- [Exercise brief]:
Report every line of the records below that contains the string "rocky".

________________________________________

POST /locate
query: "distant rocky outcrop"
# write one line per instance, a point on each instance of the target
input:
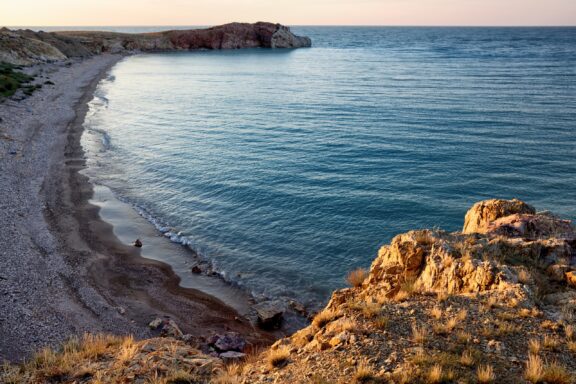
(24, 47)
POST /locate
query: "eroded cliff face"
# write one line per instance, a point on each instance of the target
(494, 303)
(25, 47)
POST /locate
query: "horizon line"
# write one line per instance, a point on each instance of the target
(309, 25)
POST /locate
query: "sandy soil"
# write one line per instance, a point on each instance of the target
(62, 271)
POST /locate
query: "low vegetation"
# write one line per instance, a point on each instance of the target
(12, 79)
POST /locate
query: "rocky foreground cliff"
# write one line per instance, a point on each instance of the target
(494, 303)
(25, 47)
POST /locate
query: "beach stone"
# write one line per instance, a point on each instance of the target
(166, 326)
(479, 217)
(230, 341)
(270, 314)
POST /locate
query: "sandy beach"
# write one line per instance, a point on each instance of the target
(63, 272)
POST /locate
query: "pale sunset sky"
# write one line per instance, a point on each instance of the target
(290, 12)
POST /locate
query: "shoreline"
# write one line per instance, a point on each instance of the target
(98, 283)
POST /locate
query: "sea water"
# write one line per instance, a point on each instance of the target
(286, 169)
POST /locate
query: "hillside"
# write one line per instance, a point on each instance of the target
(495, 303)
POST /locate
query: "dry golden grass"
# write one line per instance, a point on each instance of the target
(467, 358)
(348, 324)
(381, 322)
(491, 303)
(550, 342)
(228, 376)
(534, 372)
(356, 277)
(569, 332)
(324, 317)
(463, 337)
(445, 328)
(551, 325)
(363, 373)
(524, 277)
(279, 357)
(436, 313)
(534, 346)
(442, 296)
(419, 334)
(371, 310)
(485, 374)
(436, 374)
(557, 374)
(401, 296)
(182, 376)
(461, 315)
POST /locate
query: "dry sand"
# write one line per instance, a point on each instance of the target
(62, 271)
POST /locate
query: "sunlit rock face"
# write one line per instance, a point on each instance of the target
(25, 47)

________________________________________

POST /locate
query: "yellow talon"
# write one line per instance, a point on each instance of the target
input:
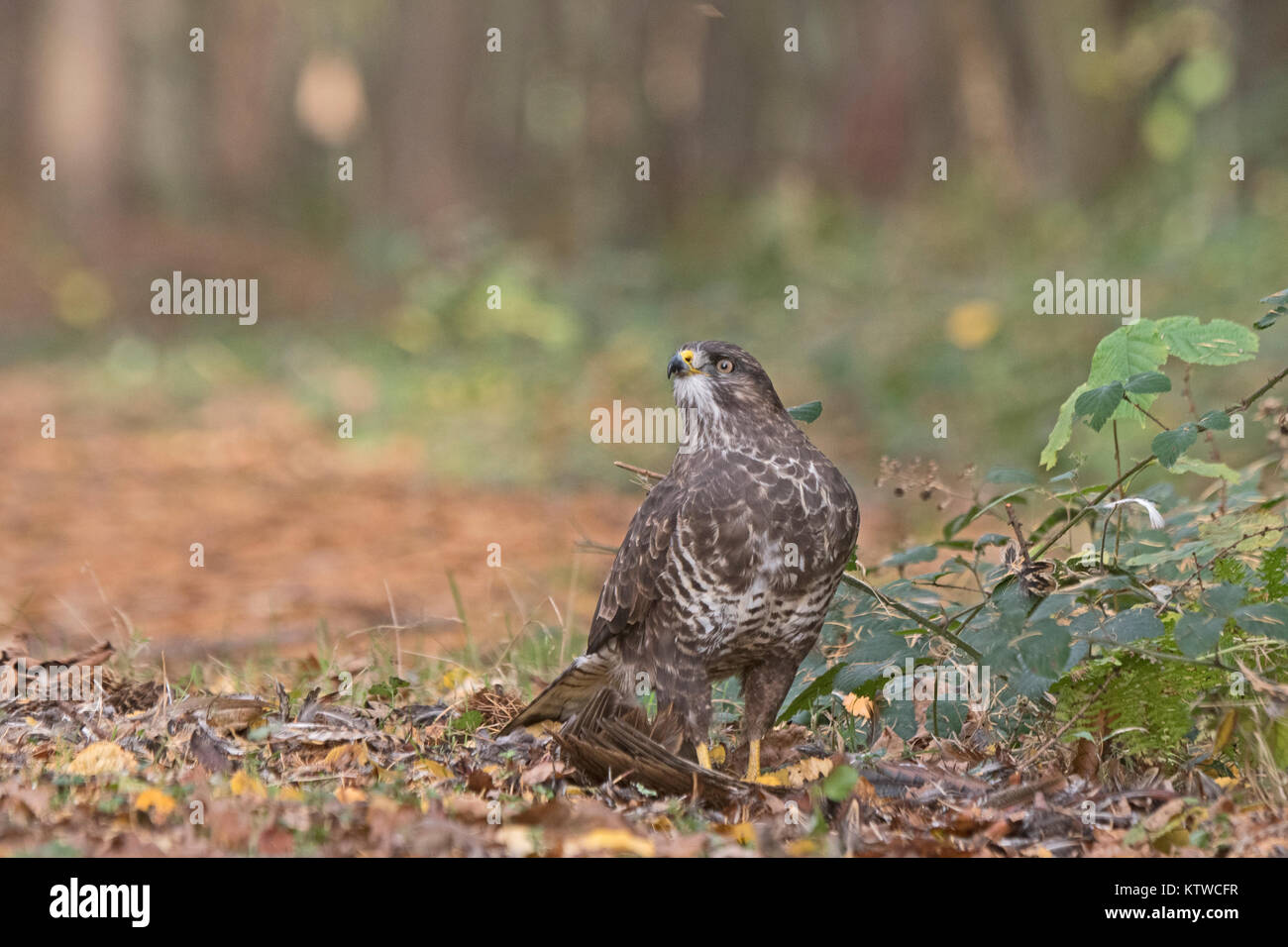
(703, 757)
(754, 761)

________________________________________

- [In response]:
query: "distant rocky outcrop"
query: "rocky foreground cliff"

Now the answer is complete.